Exercise directions =
Filter the listing below down to the lines containing the word "region".
Records supplied Block Start
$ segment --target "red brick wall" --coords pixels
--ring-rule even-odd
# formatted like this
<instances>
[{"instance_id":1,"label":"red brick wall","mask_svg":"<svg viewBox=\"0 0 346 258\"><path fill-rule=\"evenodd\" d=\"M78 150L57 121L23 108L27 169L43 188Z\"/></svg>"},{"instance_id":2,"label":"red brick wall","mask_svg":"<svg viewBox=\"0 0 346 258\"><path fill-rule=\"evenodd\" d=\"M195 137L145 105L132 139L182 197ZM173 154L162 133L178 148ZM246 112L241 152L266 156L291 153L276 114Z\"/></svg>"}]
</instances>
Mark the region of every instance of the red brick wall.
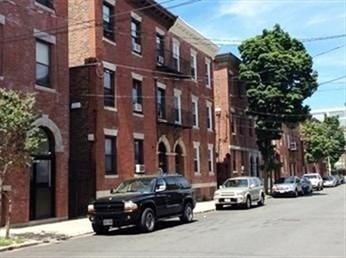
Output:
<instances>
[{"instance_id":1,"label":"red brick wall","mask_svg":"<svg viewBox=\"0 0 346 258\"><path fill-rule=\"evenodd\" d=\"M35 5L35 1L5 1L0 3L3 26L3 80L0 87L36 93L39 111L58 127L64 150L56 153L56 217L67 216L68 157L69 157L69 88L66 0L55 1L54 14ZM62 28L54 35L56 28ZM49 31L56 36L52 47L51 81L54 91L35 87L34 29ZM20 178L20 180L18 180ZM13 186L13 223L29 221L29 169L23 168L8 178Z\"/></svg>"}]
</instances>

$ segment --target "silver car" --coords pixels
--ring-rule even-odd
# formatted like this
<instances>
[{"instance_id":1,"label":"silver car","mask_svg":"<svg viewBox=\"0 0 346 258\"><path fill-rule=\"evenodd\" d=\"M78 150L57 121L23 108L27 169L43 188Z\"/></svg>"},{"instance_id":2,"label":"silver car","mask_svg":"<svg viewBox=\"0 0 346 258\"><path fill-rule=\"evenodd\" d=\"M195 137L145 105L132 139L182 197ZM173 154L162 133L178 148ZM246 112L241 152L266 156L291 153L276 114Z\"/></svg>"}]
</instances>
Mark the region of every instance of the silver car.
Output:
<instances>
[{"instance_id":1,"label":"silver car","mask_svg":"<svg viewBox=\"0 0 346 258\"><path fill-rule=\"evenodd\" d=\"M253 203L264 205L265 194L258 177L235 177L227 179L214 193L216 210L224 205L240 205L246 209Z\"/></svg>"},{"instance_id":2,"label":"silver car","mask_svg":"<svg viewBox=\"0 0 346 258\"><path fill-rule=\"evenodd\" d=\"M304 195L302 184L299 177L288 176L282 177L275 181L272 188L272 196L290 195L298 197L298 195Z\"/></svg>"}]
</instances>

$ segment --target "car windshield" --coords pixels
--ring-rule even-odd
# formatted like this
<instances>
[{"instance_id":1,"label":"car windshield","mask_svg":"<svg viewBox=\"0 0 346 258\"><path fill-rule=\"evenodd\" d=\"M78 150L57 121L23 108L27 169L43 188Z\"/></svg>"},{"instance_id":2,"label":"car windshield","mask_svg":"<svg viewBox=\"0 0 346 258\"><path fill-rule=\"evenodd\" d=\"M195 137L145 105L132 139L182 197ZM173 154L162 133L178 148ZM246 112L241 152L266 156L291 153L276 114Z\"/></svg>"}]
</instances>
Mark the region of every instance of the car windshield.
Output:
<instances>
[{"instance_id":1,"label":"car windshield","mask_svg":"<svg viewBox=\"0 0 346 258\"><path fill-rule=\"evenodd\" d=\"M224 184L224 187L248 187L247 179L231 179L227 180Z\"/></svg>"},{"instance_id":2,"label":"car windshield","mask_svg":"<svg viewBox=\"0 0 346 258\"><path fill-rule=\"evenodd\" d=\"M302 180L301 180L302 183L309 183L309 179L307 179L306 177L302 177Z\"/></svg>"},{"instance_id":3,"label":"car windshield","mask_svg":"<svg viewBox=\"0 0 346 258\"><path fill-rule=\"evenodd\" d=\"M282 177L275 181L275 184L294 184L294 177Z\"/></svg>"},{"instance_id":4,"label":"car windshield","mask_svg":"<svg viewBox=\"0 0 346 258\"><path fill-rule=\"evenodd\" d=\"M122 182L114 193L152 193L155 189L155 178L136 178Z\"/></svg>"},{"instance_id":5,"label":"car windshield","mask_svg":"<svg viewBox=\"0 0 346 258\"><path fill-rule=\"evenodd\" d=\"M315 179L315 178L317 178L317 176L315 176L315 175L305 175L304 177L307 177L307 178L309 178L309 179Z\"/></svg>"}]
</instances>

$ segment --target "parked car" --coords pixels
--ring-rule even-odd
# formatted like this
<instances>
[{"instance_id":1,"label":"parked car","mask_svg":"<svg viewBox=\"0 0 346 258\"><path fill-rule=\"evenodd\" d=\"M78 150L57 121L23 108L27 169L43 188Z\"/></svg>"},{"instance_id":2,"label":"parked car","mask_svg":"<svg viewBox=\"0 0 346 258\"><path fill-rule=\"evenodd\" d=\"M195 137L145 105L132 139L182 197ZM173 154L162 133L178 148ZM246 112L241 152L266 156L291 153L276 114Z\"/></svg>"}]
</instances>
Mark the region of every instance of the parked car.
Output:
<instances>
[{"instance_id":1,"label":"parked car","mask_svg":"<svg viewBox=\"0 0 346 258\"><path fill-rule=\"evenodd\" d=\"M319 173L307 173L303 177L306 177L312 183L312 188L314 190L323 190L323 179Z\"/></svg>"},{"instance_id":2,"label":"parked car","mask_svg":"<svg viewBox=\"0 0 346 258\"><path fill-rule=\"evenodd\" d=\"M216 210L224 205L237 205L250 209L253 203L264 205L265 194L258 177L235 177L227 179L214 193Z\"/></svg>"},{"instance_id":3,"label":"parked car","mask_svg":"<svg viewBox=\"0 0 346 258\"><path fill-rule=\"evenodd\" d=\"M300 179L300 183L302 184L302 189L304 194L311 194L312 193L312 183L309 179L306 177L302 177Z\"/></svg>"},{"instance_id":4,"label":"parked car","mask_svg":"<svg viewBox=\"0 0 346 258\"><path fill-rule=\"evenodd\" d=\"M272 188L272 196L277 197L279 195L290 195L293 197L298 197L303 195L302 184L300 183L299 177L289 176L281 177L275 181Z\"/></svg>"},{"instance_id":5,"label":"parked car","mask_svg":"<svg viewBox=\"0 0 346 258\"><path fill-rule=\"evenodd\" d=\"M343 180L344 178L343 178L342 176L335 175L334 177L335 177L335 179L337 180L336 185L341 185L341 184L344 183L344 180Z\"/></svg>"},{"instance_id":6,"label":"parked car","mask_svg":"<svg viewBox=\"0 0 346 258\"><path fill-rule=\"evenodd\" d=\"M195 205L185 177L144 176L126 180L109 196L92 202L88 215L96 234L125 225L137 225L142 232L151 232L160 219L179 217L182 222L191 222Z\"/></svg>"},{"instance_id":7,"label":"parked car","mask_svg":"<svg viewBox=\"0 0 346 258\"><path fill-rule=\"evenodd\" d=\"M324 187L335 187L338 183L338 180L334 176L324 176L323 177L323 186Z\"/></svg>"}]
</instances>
Records supplied Block End
Solution for this problem =
Mark the region of every instance of the red brick wall.
Mark the region of every instance of the silver car.
Mark the region of every instance of the car windshield.
Mark the region of every instance of the parked car.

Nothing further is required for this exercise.